### Task requirements
**1.** What is the minimum Python version that the torchdistill excerpt lists for setup?
**2.** Write the next part of the torchdistill excerpt, picking up after its final sentence.

### Extract to read
---
These examples write out test prediction files for you to see the test performance at [the GLUE leaderboard system](https://gluebenchmark.com/).


## PyTorch Hub
If you find models on [PyTorch Hub](https://pytorch.org/hub/) or GitHub repositories supporting PyTorch Hub,
you can import them as teacher/student models simply by editing a declarative yaml config file.  

e.g., If you use a pretrained ResNeSt-50 available in [huggingface/pytorch-image-models](https://github.com/huggingface/pytorch-image-models)
(aka *timm*) as a teacher model for ImageNet dataset, you can import the model via PyTorch Hub with the following entry 
in your declarative yaml config file.

```yaml
models:
  teacher_model:
    name: 'resnest50d'
    repo_or_dir: 'huggingface/pytorch-image-models'
    kwargs:
      num_classes: 1000
      pretrained: True
```


## How to setup
- Python >= 3.8
- pipenv (optional)

### Install by pip/pipenv
```
pip3 install torchdistill
# or use pipenv
pipenv install torchdistill
```

### Install from this repository (not recommended)
```
git clone https://github.com/yoshitomo-matsubara/torchdistill.git
cd torchdistill/
pip3 install -e .
# or use pipenv
pipenv install "-e ."
```


## Issues / Questions / Requests
Feel free to create an issue if you find a bug.  
If you have either a question or feature request, start a new discussion [here](https://github.com/yoshitomo-matsubara/torchdistill/discussions).
Please search through [Issues](https://github.com/yoshitomo-matsubara/torchdistill/issues) and [Discussions](https://github.com/yoshitomo-matsubara/torchdistill/discussions) and make sure your issue/question/request has not been addressed yet.
---
### Entries shown
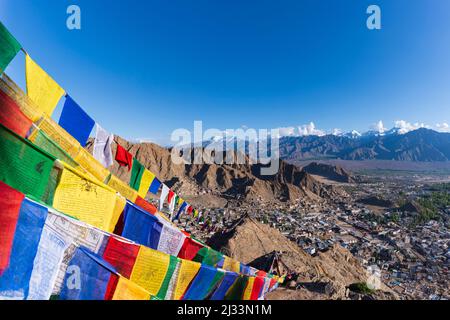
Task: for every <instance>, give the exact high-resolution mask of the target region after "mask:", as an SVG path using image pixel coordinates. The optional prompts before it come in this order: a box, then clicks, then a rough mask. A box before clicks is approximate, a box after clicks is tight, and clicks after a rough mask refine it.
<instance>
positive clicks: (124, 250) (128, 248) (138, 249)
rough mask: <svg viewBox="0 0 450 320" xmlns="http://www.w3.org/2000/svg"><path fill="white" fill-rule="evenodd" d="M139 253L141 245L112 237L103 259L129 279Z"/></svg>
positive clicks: (112, 236) (120, 273) (121, 274)
mask: <svg viewBox="0 0 450 320" xmlns="http://www.w3.org/2000/svg"><path fill="white" fill-rule="evenodd" d="M138 253H139V245H137V244H134V243H129V242H125V241H123V240H120V239H117V238H116V237H114V236H111V237H109V240H108V244H107V245H106V248H105V252H104V253H103V259H105V261H107V262H109V263H110V264H111V265H112V266H113V267H114V268H116V270H117V271H118V272H119V273H120V274H121V275H122V276H124V277H125V278H128V279H129V278H130V276H131V272H132V271H133V267H134V263H135V261H136V257H137V255H138Z"/></svg>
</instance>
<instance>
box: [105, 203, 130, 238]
mask: <svg viewBox="0 0 450 320" xmlns="http://www.w3.org/2000/svg"><path fill="white" fill-rule="evenodd" d="M126 205H127V200H126V199H125V198H124V197H123V196H121V195H117V196H116V205H115V207H114V213H113V216H112V218H111V221H110V224H109V228H108V230H106V231H108V232H111V233H112V232H114V229H115V228H116V225H117V221H119V218H120V215H121V214H122V212H123V209H125V206H126Z"/></svg>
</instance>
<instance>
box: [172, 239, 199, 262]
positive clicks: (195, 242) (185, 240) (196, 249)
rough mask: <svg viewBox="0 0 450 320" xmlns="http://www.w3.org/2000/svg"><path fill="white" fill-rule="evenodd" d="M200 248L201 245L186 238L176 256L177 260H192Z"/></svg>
mask: <svg viewBox="0 0 450 320" xmlns="http://www.w3.org/2000/svg"><path fill="white" fill-rule="evenodd" d="M202 248H203V245H202V244H200V243H198V242H196V241H194V240H192V239H191V238H186V239H185V240H184V243H183V246H182V247H181V250H180V253H179V254H178V258H180V259H186V260H192V259H194V257H195V256H196V255H197V253H198V251H199V250H200V249H202Z"/></svg>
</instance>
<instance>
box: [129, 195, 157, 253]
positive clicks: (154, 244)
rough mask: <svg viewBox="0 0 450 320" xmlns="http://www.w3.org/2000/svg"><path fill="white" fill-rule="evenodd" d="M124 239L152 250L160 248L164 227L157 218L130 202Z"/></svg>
mask: <svg viewBox="0 0 450 320" xmlns="http://www.w3.org/2000/svg"><path fill="white" fill-rule="evenodd" d="M124 223H125V225H124V228H123V232H122V237H124V238H127V239H130V240H132V241H134V242H136V243H139V244H141V245H144V246H147V247H149V248H152V249H156V248H158V242H159V238H160V235H161V229H162V225H161V223H160V222H159V221H158V219H157V218H156V217H155V216H152V215H151V214H149V213H147V212H146V211H144V210H142V209H141V208H139V207H138V206H136V205H134V204H132V203H130V202H128V203H127V205H126V207H125V211H124Z"/></svg>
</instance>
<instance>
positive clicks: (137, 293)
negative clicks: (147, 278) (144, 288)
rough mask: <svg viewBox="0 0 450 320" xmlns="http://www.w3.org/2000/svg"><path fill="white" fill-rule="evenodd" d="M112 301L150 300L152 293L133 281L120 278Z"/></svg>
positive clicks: (117, 282) (134, 300)
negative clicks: (148, 291) (117, 300)
mask: <svg viewBox="0 0 450 320" xmlns="http://www.w3.org/2000/svg"><path fill="white" fill-rule="evenodd" d="M112 300H133V301H137V300H150V292H148V291H147V290H145V289H144V288H142V287H140V286H138V285H137V284H136V283H134V282H133V281H130V280H128V279H126V278H124V277H119V281H118V282H117V285H116V289H115V291H114V295H113V297H112Z"/></svg>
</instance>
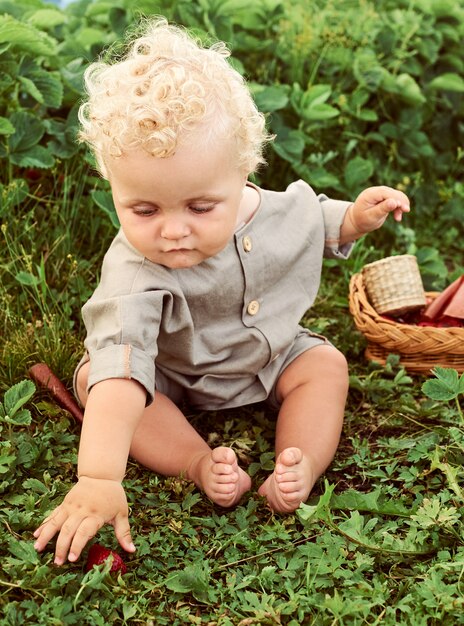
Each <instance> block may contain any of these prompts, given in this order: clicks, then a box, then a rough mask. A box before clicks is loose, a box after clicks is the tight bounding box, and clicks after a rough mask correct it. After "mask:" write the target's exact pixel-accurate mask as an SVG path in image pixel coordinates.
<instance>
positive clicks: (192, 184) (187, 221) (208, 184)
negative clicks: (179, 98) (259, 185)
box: [106, 141, 246, 269]
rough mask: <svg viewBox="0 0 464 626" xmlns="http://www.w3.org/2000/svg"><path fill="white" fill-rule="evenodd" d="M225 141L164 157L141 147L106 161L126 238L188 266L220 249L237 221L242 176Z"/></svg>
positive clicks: (196, 263)
mask: <svg viewBox="0 0 464 626" xmlns="http://www.w3.org/2000/svg"><path fill="white" fill-rule="evenodd" d="M234 154H235V153H234V151H233V149H231V144H230V143H229V142H227V141H223V142H218V143H216V144H213V142H211V143H210V145H208V146H207V147H205V148H203V147H202V146H200V145H198V144H196V145H185V146H182V147H181V148H179V149H178V151H177V152H176V154H175V155H174V156H172V157H168V158H165V159H160V158H155V157H152V156H150V155H149V154H147V153H146V152H144V151H143V150H142V149H137V150H133V151H131V152H130V153H129V152H128V153H126V154H124V155H123V156H121V157H119V158H110V159H108V161H106V163H107V166H108V170H109V180H110V183H111V188H112V192H113V198H114V204H115V207H116V211H117V214H118V217H119V221H120V222H121V227H122V229H123V231H124V234H125V235H126V237H127V239H128V240H129V242H130V243H131V244H132V245H133V246H134V247H135V248H136V249H137V250H138V251H139V252H140V253H141V254H143V255H144V256H145V257H147V258H148V259H149V260H150V261H152V262H153V263H159V264H161V265H164V266H166V267H169V268H172V269H180V268H188V267H192V266H193V265H197V264H198V263H201V262H202V261H204V260H205V259H207V258H209V257H212V256H214V255H215V254H217V253H218V252H220V251H221V250H222V249H223V248H224V247H225V246H226V245H227V243H228V242H229V241H230V239H231V237H232V236H233V233H234V231H235V229H236V226H237V221H239V215H240V205H241V203H242V195H243V190H244V187H245V183H246V176H245V175H244V174H243V172H240V171H239V170H238V168H237V167H236V166H235V165H234Z"/></svg>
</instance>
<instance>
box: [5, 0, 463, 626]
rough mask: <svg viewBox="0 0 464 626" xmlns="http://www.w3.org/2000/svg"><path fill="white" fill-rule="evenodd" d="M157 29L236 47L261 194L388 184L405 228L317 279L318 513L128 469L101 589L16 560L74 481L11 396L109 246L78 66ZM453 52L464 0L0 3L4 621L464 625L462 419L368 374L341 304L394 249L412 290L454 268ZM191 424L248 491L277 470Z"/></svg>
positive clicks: (237, 431)
mask: <svg viewBox="0 0 464 626" xmlns="http://www.w3.org/2000/svg"><path fill="white" fill-rule="evenodd" d="M154 14H157V15H164V16H166V17H167V18H168V19H169V20H172V21H174V22H177V23H179V24H183V25H185V26H188V27H189V28H191V29H193V31H194V32H195V33H196V34H197V35H198V36H199V37H200V38H201V39H203V40H204V41H205V42H211V43H212V42H214V41H215V40H216V39H221V40H224V41H226V42H227V43H228V45H229V46H230V48H231V50H232V54H233V63H234V64H235V66H236V67H237V68H238V69H239V71H241V72H242V73H243V74H244V75H245V77H246V78H247V80H248V82H249V84H250V88H251V89H252V93H253V95H254V97H255V99H256V101H257V103H258V106H259V107H260V109H261V110H262V111H264V112H265V113H266V114H267V115H268V122H269V128H270V130H271V131H272V132H273V133H274V134H275V135H276V139H275V141H274V142H273V143H272V144H271V146H270V147H269V149H268V153H267V160H268V166H267V167H266V168H264V169H263V170H262V171H261V172H260V173H259V175H258V176H257V177H256V180H257V182H258V183H259V184H262V185H263V186H265V187H268V188H271V189H282V188H284V187H285V186H286V185H287V184H289V183H290V182H292V181H293V180H295V179H296V178H299V177H302V178H304V179H305V180H307V181H308V182H309V183H310V184H311V185H313V186H314V187H315V189H316V190H317V191H324V192H325V193H327V194H329V195H332V196H336V197H341V198H352V197H354V196H355V195H356V194H357V193H358V192H359V191H361V190H362V189H363V188H364V187H366V186H368V185H374V184H388V185H392V186H397V187H400V188H402V189H404V190H405V191H406V192H407V193H408V195H409V196H410V198H411V203H412V208H413V212H412V213H411V214H410V215H409V216H408V217H407V219H406V221H405V223H404V224H401V225H393V224H392V223H390V222H388V223H387V225H386V226H385V227H384V228H383V229H382V230H381V231H379V232H377V233H375V234H374V235H372V236H371V237H370V238H369V239H366V241H363V242H360V243H359V244H358V246H357V249H356V251H355V253H354V254H353V256H352V258H351V259H350V260H349V261H348V262H347V263H346V264H343V265H336V264H334V263H333V262H326V264H325V270H324V272H325V281H324V285H323V287H322V290H321V294H320V297H319V299H318V302H317V304H316V306H315V308H314V310H312V311H310V312H309V313H308V315H307V317H306V318H305V323H307V324H309V325H311V327H312V328H314V329H316V330H319V331H321V332H326V333H327V334H328V335H330V337H331V338H332V339H333V340H334V342H335V343H336V344H337V345H339V346H340V348H341V349H342V350H344V352H345V353H346V354H347V355H348V357H349V359H350V362H351V364H352V377H351V392H350V400H349V405H348V407H347V422H346V427H345V431H344V436H343V439H342V444H341V448H340V452H339V454H338V455H337V458H336V460H335V462H334V465H333V467H332V468H331V470H330V472H329V473H328V478H329V480H330V483H331V484H330V483H328V484H327V485H326V486H324V485H323V484H320V485H319V487H318V489H317V490H316V492H315V496H318V495H320V496H321V498H320V499H319V500H318V501H317V498H316V500H314V502H313V501H311V502H310V503H309V504H308V505H307V508H306V509H304V508H303V509H302V511H300V512H299V513H298V514H297V515H294V516H288V517H286V518H283V517H282V518H281V517H279V516H272V515H271V514H270V513H269V512H268V511H267V510H266V509H265V507H264V505H263V503H262V502H261V501H260V500H259V498H257V497H254V498H253V497H251V496H250V499H249V500H248V501H247V502H245V503H244V504H243V505H242V506H240V507H237V509H236V510H235V511H233V512H228V513H227V514H225V513H224V512H223V511H221V510H219V509H217V508H215V507H213V506H212V505H211V504H209V503H208V502H205V501H204V498H202V497H201V496H200V495H199V494H198V493H196V492H195V490H193V489H192V487H191V485H188V484H187V483H184V482H183V481H181V480H172V479H161V478H160V477H157V476H153V475H151V474H148V473H145V472H144V471H143V470H142V469H141V468H140V467H138V466H137V465H136V464H131V465H130V467H129V471H128V477H127V482H126V484H127V487H128V494H129V497H130V498H131V503H132V504H133V516H132V523H133V526H134V529H135V534H136V536H137V546H138V552H137V555H136V557H135V558H134V559H132V560H131V562H130V564H129V565H130V573H129V574H128V575H127V576H126V577H124V578H120V579H114V578H111V576H110V575H109V574H108V572H107V571H106V570H103V571H101V570H95V571H93V572H90V573H88V574H85V575H84V573H83V571H82V566H81V565H80V564H77V565H73V566H71V565H70V566H67V567H65V568H63V569H61V570H59V571H57V570H55V569H54V568H53V567H52V566H51V563H52V552H51V551H50V552H49V553H47V554H45V555H43V556H38V555H37V554H36V553H35V551H34V549H33V547H32V541H31V535H30V531H31V530H33V529H34V528H35V525H36V524H37V523H38V521H39V520H40V519H41V518H42V517H43V516H44V515H45V514H46V512H47V511H49V510H50V509H51V508H52V507H53V506H54V505H56V503H57V502H58V501H59V500H60V498H61V497H62V496H63V494H64V493H65V491H66V486H67V485H68V484H69V483H70V482H71V481H72V480H73V475H74V463H75V454H76V449H77V441H78V428H77V427H76V426H75V425H73V424H72V423H71V422H70V419H69V416H67V414H65V413H64V412H63V411H61V410H59V409H58V408H57V407H56V406H54V405H53V404H51V403H50V401H49V399H48V398H47V397H45V396H44V395H41V392H40V391H38V390H35V389H33V388H31V387H30V384H31V383H30V384H29V383H26V382H25V381H23V382H22V383H21V382H19V381H21V380H23V379H24V378H25V377H26V375H27V369H28V367H29V366H30V365H31V364H33V363H35V362H37V361H46V362H47V363H48V364H49V365H50V366H51V367H52V368H53V369H54V370H55V371H56V372H57V373H58V374H59V375H60V377H61V378H62V379H63V380H64V381H66V382H67V383H68V384H69V383H70V379H71V376H72V371H73V369H74V366H75V363H76V360H77V358H78V355H79V354H80V352H81V342H82V338H83V328H82V323H81V319H80V307H81V306H82V304H83V302H84V301H85V300H86V299H87V297H88V296H89V295H90V293H91V292H92V290H93V288H94V286H95V284H96V282H97V280H98V272H99V267H100V263H101V260H102V256H103V253H104V251H105V249H106V247H107V245H108V244H109V242H110V240H111V239H112V237H113V236H114V233H115V218H114V211H113V207H112V202H111V196H110V194H109V190H108V187H107V184H106V183H105V182H104V181H102V180H101V179H100V178H99V177H98V176H97V175H96V173H95V171H94V170H93V168H92V160H91V158H90V156H89V155H88V154H87V153H86V151H85V149H84V148H83V147H80V146H78V144H77V143H76V141H75V134H76V124H77V114H76V111H77V107H78V104H79V100H80V97H81V81H82V73H83V71H84V69H85V67H86V66H87V64H88V63H89V62H91V61H92V60H94V59H95V58H96V57H97V56H98V55H99V54H101V53H102V52H103V51H104V50H105V49H106V48H107V47H108V46H112V47H113V48H114V49H115V50H116V51H117V50H118V49H119V48H118V47H117V45H116V43H115V42H116V41H118V40H120V38H121V37H122V35H123V33H124V31H125V30H126V29H127V27H129V26H131V25H132V24H133V23H134V21H135V20H136V19H137V18H138V17H139V16H141V15H154ZM463 35H464V4H463V1H462V0H458V1H457V0H384V1H383V2H382V3H379V2H374V1H373V0H370V1H369V0H356V1H354V0H313V1H311V2H308V1H306V0H254V1H253V2H249V1H248V0H197V1H196V2H191V1H190V0H177V1H173V0H171V1H167V0H166V1H156V0H135V1H131V0H111V1H109V0H95V1H91V0H78V1H77V2H74V3H71V4H70V5H69V6H68V7H67V8H65V9H60V8H58V7H56V6H55V5H53V4H50V3H45V2H42V1H41V0H0V159H1V162H0V171H1V174H0V219H1V235H0V237H1V247H0V268H1V272H0V327H1V329H2V333H3V343H2V348H1V350H2V359H1V362H0V391H1V393H2V394H4V400H3V404H2V405H1V408H0V430H1V432H2V441H1V448H0V478H1V479H2V482H0V490H1V492H2V494H3V500H4V507H3V509H2V511H1V512H0V521H1V522H2V523H1V536H2V545H1V547H0V554H1V555H2V559H1V561H0V589H1V593H0V607H1V611H0V614H1V615H2V616H3V617H0V624H6V625H10V624H11V625H16V624H18V625H19V624H25V623H27V624H86V623H88V624H107V623H112V622H115V623H121V624H122V623H124V624H126V623H127V624H184V623H185V624H191V623H193V624H202V623H207V624H211V625H213V624H218V625H221V626H227V625H229V624H241V625H242V626H245V625H247V624H289V625H291V626H296V625H297V624H379V623H382V624H395V623H402V624H411V625H419V624H424V625H427V626H428V625H431V624H445V625H446V624H450V625H451V624H453V625H454V624H462V623H464V619H463V618H462V613H463V603H464V602H463V593H462V591H463V589H462V580H461V578H462V572H463V571H464V570H463V568H464V560H463V554H464V552H463V545H462V544H463V541H462V537H463V530H464V526H463V520H462V512H461V511H462V503H463V494H462V489H461V487H460V484H461V483H462V461H463V460H464V452H463V450H464V434H463V429H462V423H460V422H459V419H458V417H459V415H460V413H459V410H460V409H459V404H458V405H457V407H456V406H448V405H447V404H442V403H439V402H437V401H436V400H437V399H436V398H429V399H426V398H425V397H424V395H423V393H422V390H421V387H420V381H418V380H417V379H415V380H413V379H411V378H410V377H408V376H407V375H406V373H405V372H404V370H402V369H401V368H399V367H398V364H397V362H395V360H394V359H393V360H392V362H391V363H390V364H389V365H388V366H387V367H386V368H384V369H379V368H376V367H374V366H372V365H367V364H366V363H365V362H364V361H363V357H362V350H363V339H362V337H360V336H359V334H357V333H356V332H355V331H354V326H353V324H352V322H351V320H350V318H349V315H348V314H347V296H346V294H347V288H348V280H349V276H350V275H351V274H352V273H353V272H354V271H358V270H359V269H360V267H361V266H362V265H363V264H364V263H366V262H369V261H373V260H375V259H377V258H380V257H382V256H387V255H389V254H392V253H413V254H416V255H417V257H418V259H419V263H420V267H421V271H422V275H423V278H424V282H425V284H426V287H427V288H429V289H431V288H434V289H441V288H443V287H444V286H445V284H447V283H448V282H450V281H451V280H452V279H453V278H454V277H455V276H458V275H459V274H462V273H463V263H462V236H463V231H462V220H463V208H462V207H463V200H464V185H463V183H462V174H461V171H462V163H463V130H464V127H463V117H464V105H463V102H464V78H463V75H464V59H463V55H462V41H463V39H464V36H463ZM18 385H19V386H18ZM25 404H28V406H29V409H26V408H24V405H25ZM192 419H193V421H194V423H196V424H197V426H198V428H199V429H200V430H201V429H204V433H205V436H208V433H209V436H210V440H211V441H214V438H215V437H216V438H219V439H220V440H222V441H225V442H226V443H227V444H229V445H232V446H233V447H234V448H235V449H236V450H237V451H238V452H239V453H240V454H241V457H242V461H243V463H246V464H248V465H249V471H250V472H251V473H253V475H254V476H255V478H256V479H257V480H259V479H260V478H261V477H262V476H264V472H266V471H269V469H270V468H272V461H271V459H272V450H271V442H272V421H273V419H272V416H269V415H267V414H266V413H265V412H263V410H262V409H261V408H260V407H257V408H255V407H251V408H247V409H245V410H242V411H235V412H232V413H230V414H229V413H227V414H226V415H225V416H214V415H213V416H205V415H192ZM335 484H336V485H337V494H335V493H333V486H334V485H335ZM102 541H106V542H107V543H108V545H111V543H112V542H113V538H112V536H111V534H110V533H109V532H108V533H107V534H106V535H105V532H103V538H102Z"/></svg>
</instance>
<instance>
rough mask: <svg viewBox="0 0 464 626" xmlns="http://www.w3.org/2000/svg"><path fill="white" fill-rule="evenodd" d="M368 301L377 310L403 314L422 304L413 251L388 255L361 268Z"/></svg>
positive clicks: (420, 287) (379, 310)
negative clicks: (411, 252) (366, 293)
mask: <svg viewBox="0 0 464 626" xmlns="http://www.w3.org/2000/svg"><path fill="white" fill-rule="evenodd" d="M362 273H363V276H364V284H365V286H366V290H367V295H368V296H369V300H370V301H371V303H372V305H373V306H374V308H375V310H376V311H377V313H387V314H388V315H395V316H396V315H402V314H403V313H407V312H408V311H412V310H414V309H418V308H421V307H423V306H425V303H426V300H425V293H424V286H423V285H422V278H421V275H420V271H419V266H418V264H417V259H416V257H415V256H413V255H412V254H401V255H398V256H390V257H387V258H385V259H380V261H374V263H368V264H367V265H365V266H364V267H363V269H362Z"/></svg>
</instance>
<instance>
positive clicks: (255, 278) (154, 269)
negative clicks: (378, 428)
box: [76, 181, 352, 409]
mask: <svg viewBox="0 0 464 626" xmlns="http://www.w3.org/2000/svg"><path fill="white" fill-rule="evenodd" d="M257 190H258V192H259V194H260V197H261V201H260V204H259V207H258V209H257V210H256V211H255V213H254V214H253V217H252V218H251V219H250V221H249V222H247V223H246V224H244V225H242V226H241V227H239V228H238V230H237V231H236V232H235V235H234V237H233V238H232V240H231V241H230V242H229V243H228V245H227V246H226V247H225V248H224V249H223V250H222V251H221V252H219V253H218V254H217V255H216V256H214V257H212V258H209V259H207V260H205V261H203V262H202V263H200V264H198V265H195V266H193V267H191V268H185V269H175V270H173V269H169V268H166V267H164V266H161V265H157V264H154V263H152V262H151V261H149V260H148V259H146V258H145V257H143V256H142V255H141V254H139V253H138V252H137V250H135V249H134V248H133V247H132V246H131V244H129V242H128V241H127V239H126V238H125V236H124V234H123V232H122V231H120V232H119V233H118V235H117V236H116V238H115V239H114V241H113V243H112V245H111V246H110V248H109V250H108V252H107V253H106V255H105V258H104V261H103V267H102V275H101V281H100V284H99V285H98V287H97V289H96V290H95V292H94V294H93V295H92V297H91V298H90V299H89V301H88V302H87V303H86V304H85V305H84V307H83V309H82V314H83V318H84V323H85V326H86V329H87V337H86V339H85V348H86V354H85V355H84V357H83V359H82V360H81V362H80V364H79V366H78V367H80V366H81V365H82V363H84V362H86V361H87V360H88V359H90V374H89V388H90V387H91V386H92V385H94V384H96V383H97V382H99V381H102V380H105V379H108V378H133V379H135V380H137V381H138V382H139V383H140V384H141V385H143V386H144V387H145V389H146V392H147V404H149V403H150V402H152V401H153V398H154V395H155V389H158V390H159V391H161V392H162V393H165V394H166V395H168V396H169V397H170V398H171V399H172V400H173V401H174V402H179V401H180V400H181V399H184V400H186V401H187V402H188V403H189V404H191V405H192V406H193V407H196V408H199V409H221V408H231V407H235V406H242V405H245V404H249V403H252V402H259V401H262V400H266V399H269V398H271V400H272V399H273V389H274V386H275V384H276V381H277V379H278V377H279V374H280V373H281V372H282V371H283V369H284V368H285V367H287V365H288V364H289V363H290V362H291V361H292V360H293V359H295V358H296V357H297V356H298V355H299V354H301V353H302V352H304V351H305V350H308V349H310V348H312V347H314V346H315V345H320V344H321V343H324V342H326V341H327V340H326V339H325V338H324V337H321V336H320V335H316V334H314V333H311V332H310V331H309V330H306V329H304V328H302V327H301V326H300V325H299V322H300V320H301V318H302V316H303V315H304V313H305V312H306V311H307V310H308V309H309V308H310V307H311V305H312V304H313V302H314V299H315V297H316V295H317V291H318V288H319V282H320V276H321V268H322V258H323V256H327V257H338V258H342V259H346V258H347V256H348V254H349V253H350V251H351V247H352V244H349V245H345V246H343V247H342V248H339V245H338V242H339V237H340V226H341V224H342V222H343V219H344V216H345V212H346V210H347V208H348V206H349V203H348V202H343V201H337V200H330V199H328V198H327V197H326V196H324V195H320V196H316V194H315V193H314V191H313V190H312V189H311V187H309V185H307V184H306V183H305V182H303V181H297V182H295V183H293V184H291V185H290V186H289V187H288V188H287V190H286V191H284V192H274V191H268V190H264V189H259V188H257ZM76 371H77V370H76Z"/></svg>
---
### Results in order
**1.** Python 3.8 or later.

**2.**
## Citation
If you use ***torchdistill*** in your research, please cite the following papers:  
[[Paper](https://link.springer.com/chapter/10.1007/978-3-030-76423-4_3)] [[Preprint](https://arxiv.org/abs/2011.12913)]  
```bibtex
@inproceedings{matsubara2021torchdistill,
  title={{torchdistill: A Modular, Configuration-Driven Framework for Knowledge Distillation}},
  author={Matsubara, Yoshitomo},
  booktitle={International Workshop on Reproducible Research in Pattern Recognition},
  pages={24--44},
  year={2021},
  organization={Springer}
}
```

[[Paper](https://aclanthology.org/2023.nlposs-1.18/)] [[OpenReview](https://openreview.net/forum?id=A5Axeeu1Bo)] [[Preprint](https://arxiv.org/abs/2310.17644)]  
```bibtex
@inproceedings{matsubara2023torchdistill,
  title={{torchdistill Meets Hugging Face Libraries for Reproducible, Coding-Free Deep Learning Studies: A Case Study on NLP}},
  author={Matsubara, Yoshitomo},
  booktitle={Proceedings of the 3rd Workshop for Natural Language Processing Open Source Software (NLP-OSS 2023)},
  publisher={Empirical Methods in Natural Language Processing},
  pages={153--164},
  year={2023}
}
```


## Acknowledgments

This project has been supported by Travis CI's OSS credits and [JetBrain's Free License Programs (Open Source)](https://www.jetbrains.com/community/opensource/?utm_campaign=opensource&utm_content=approved&utm_medium=email&utm_source=newsletter&utm_term=jblogo#support) 
since November 2021 and June 2022, respectively.  
![PyCharm logo](https://resources.jetbrains.com/storage/products/company/brand/logos/PyCharm.svg)


## References
- [:mag:](https://github.com/yoshitomo-matsubara/torchdistill/tree/main/examples/image_classification.py) [pytorch/vision/references/classification/](https://github.com/pytorch/vision/blob/main/references/classification/)
- [:mag:](https://github.com/yoshitomo-matsubara/torchdistill/tree/main/examples/object_detection.py) [pytorch/vision/references/detection/](https://github.com/pytorch/vision/tree/main/references/detection/)
- [:mag:](https://github.com/yoshitomo-matsubara/torchdistill/tree/main/examples/semantic_segmentation.py) [pytorch/vision/references/segmentation/](https://github.com/pytorch/vision/tree/main/references/segmentation/)
- [:mag:](https://github.com/yoshitomo-matsubara/torchdistill/tree/main/examples/hf_transformers/text_classification.py) [huggingface/transformers/examples/pytorch/text-classification](https://github.com/huggingface/transformers/tree/main/examples/pytorch/text-classification)
- [:mag:](https://github.com/yoshitomo-matsubara/torchdistill/tree/main/configs/sample/ilsvrc2012/kd/) Geoffrey Hinton, Oriol Vinyals, Jeff Dean. ["Distilling the Knowledge in a Neural Network"](https://arxiv.org/abs/1503.02531) (Deep Learning and Representation Learning Workshop: NeurIPS 2014)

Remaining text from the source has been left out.